[Opening DATA RECORDS section]

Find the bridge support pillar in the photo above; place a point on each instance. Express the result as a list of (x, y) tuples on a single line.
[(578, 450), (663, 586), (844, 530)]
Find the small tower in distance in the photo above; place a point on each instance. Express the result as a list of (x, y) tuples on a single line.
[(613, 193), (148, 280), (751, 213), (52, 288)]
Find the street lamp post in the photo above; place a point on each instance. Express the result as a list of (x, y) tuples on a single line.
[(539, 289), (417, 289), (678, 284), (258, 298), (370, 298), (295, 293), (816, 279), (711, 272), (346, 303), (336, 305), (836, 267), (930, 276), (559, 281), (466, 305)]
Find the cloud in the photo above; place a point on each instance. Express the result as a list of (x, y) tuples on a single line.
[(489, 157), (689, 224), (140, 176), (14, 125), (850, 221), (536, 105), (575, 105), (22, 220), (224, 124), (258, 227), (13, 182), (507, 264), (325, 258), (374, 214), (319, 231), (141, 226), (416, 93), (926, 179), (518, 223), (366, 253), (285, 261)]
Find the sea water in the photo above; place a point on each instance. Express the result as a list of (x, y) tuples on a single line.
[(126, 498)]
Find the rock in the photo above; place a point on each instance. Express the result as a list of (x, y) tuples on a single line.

[Closing DATA RECORDS section]
[Opening DATA RECORDS section]

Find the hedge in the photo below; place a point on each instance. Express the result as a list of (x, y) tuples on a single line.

[Closing DATA RECORDS section]

▶ [PROBLEM STATEMENT] Starting with the line with "Find the sea" above and going on through the line with "Find the rock", transcribe every line exactly, both ends included, and add nothing.

▶ [TASK OUTPUT]
Find the sea water in the photo above; place a point on each instance. Express the result as a list of (x, y) tuples on a single line.
[(126, 498)]
Find the rock in the photo above; place a point on each instance. Express the result as a list of (x, y) tuples on a single line.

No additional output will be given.